* [Provided material]:
# # # # # # #

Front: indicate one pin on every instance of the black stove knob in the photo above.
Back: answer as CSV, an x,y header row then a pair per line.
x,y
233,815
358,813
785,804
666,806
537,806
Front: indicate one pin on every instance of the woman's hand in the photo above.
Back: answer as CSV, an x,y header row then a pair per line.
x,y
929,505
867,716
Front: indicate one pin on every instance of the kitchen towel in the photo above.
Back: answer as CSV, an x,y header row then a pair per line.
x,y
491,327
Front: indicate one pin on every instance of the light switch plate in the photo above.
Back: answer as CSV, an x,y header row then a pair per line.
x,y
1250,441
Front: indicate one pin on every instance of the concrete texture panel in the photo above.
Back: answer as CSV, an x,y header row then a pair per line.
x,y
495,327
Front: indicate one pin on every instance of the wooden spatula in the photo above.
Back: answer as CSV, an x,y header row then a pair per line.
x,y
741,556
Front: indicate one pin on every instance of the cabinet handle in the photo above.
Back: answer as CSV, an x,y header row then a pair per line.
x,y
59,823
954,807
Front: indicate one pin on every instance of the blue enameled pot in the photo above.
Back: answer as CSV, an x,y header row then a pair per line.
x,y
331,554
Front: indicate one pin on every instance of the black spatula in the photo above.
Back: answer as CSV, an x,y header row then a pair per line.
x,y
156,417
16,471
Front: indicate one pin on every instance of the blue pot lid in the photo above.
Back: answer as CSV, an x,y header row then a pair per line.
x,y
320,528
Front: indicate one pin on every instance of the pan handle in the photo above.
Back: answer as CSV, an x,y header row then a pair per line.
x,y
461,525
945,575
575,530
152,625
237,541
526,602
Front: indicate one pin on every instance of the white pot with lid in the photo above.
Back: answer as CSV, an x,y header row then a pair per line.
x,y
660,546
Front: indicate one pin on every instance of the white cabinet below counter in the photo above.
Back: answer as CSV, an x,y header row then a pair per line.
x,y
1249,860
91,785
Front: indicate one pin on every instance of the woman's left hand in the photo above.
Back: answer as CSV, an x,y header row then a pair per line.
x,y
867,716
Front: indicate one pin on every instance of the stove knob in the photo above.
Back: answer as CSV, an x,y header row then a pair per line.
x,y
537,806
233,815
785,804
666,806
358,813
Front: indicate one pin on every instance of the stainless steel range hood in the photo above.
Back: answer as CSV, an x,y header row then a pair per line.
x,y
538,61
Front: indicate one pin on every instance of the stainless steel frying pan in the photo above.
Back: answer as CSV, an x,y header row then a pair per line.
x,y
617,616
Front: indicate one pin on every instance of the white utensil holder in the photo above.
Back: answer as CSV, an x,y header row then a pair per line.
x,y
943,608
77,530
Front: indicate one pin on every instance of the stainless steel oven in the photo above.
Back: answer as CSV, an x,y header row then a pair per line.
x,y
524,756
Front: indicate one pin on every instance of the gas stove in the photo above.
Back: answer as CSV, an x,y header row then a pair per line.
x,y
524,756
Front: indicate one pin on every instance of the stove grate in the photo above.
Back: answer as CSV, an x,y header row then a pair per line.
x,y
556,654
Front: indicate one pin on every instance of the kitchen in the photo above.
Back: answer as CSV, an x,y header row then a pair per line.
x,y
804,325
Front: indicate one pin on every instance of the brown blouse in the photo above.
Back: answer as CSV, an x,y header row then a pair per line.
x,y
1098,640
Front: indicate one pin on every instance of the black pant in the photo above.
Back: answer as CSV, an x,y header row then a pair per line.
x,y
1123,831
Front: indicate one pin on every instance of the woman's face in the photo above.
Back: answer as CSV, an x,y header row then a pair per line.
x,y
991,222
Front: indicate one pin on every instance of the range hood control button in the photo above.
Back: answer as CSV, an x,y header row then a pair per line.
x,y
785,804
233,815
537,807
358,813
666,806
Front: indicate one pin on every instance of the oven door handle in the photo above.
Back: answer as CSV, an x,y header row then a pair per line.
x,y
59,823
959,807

# # # # # # #

* [Your objective]: Swap "instance" for "occurrence" throughout the entries above and write them out again, changing nothing else.

* [Task response]:
Front: indicate one pin on every occurrence of the black stove knob in the photo above.
Back: answer as CSV, an x,y header row then a pair per line.
x,y
233,815
358,813
785,804
666,806
537,806
Front: indicate one pin on every occurrence of the woman's hand in the photo above.
Back: answer as CSV, an x,y header row then a pair per line.
x,y
929,505
867,716
Front: indicate one pin on every occurrence of the kitchen towel in the photo above.
Back: answer as CSV, an x,y header row then a pair per line.
x,y
491,327
Front: indicate one pin on every occurrence of the light switch plate in the photo above.
Back: answer as CSV, an x,y header row then a pair per line.
x,y
1250,441
Front: indicate one pin on every occurrence of the concrete texture panel in the photo above.
Back: answer as CSV, an x,y header row then a pair per line.
x,y
495,327
Front: indicate one pin on every occurrence of the wooden spatula in the photo above.
Back: answer as CSV, an x,y header row then a pair per line.
x,y
741,556
Front: indicate one pin on every occurrence of the cabinet handle in the photo above.
Back: answer as CSV, an x,y header row then a pair per line.
x,y
59,823
954,807
Front: indicate one pin on every occurrence of the blue enameled pot in the photo above.
Back: answer as CSV, an x,y header row then a pair per line.
x,y
331,554
Front: indicate one pin on every occurrence of the black spatula in the photo above.
Back: answer as CSV, an x,y header row then a pair per line.
x,y
156,417
16,471
Front: indicate one pin on every occurrence of the blue pot lid in the photo above.
Back: answer as CSV, an x,y header row then a pair per line.
x,y
320,528
Front: indicate one pin on every occurrence of the pan handle in the photo above.
Back: answer as CSV, an x,y header row then a pair per line.
x,y
461,525
945,575
575,530
152,625
237,541
526,602
Front: indicate one pin on every occurrence of the white pot with lid in the photo above.
Back: answer as CSV, an x,y header row then a pair per line.
x,y
660,546
Front: indicate one pin on every occurrence of the white cabinet below counter in the photo above.
Back: answer as CSV, an x,y header row then a pair per line.
x,y
1249,860
91,785
Front: indicate one pin on every occurrence of the woman's left hand in the photo above.
Back: answer as CSV, an x,y header row then a pair per line.
x,y
867,716
Front: indicate one pin on every occurrence of the stove knob in the photo above.
Back: answer as CSV, an x,y header row then a pair per line.
x,y
537,806
233,815
785,804
666,806
358,813
Front: indicate one pin on every occurrence of the stainless steel range hood in the photo above.
Back: answer as CSV, an x,y header row then a pair per line.
x,y
538,61
Front: indicate one pin on every occurrence of the stainless steel frying pan in the photo above.
Back: answer as CSV, an x,y header row then a pair per line.
x,y
617,616
Front: indicate one pin on every occurrence of the white utensil holder in the photo above.
Back: answer as CSV, an x,y header row then a pair per line.
x,y
943,608
77,530
Front: indicate one pin on every occurrence of the stainless steel oven in the photo above.
Back: answer as CSV, an x,y header row then a pair per line.
x,y
524,756
Front: indicate one pin on every occurrence of the gas stove in the photo above.
Back: answer as CSV, an x,y header row then a pair per line.
x,y
524,756
Front: indicate one pin on every occurrence of the stove grate in the photo above.
Back: answer as CSV, an x,y header row then a pair per line.
x,y
556,654
Front: indicate one pin on every occurrence of the kitchen in the photo above.
Back: answer as CSV, an x,y header row then a pair per line.
x,y
804,325
Front: indicate one pin on every occurrence of the brown blouse in the photo above.
Back: answer as CSV, an x,y header row then a pair per line.
x,y
1098,640
Front: indicate one pin on every occurrence of the black pant in the photo above.
Back: answer as CSV, an x,y header row then a pair per line.
x,y
1123,831
Front: indicate one pin on every occurrence of the woman's face in the photo above.
Back: answer as CSV, an x,y header row then a pair per line.
x,y
991,222
Front: indicate one pin on every occurrence of the range hood control button in the photo above.
Back: answer as CSV, an x,y header row then a pair per line.
x,y
785,804
233,815
537,807
358,813
666,806
Front: indicate one pin on every occurrence of the oven door handle in the photo above.
Back: answer as CSV, an x,y header row then a pair per line.
x,y
59,823
959,807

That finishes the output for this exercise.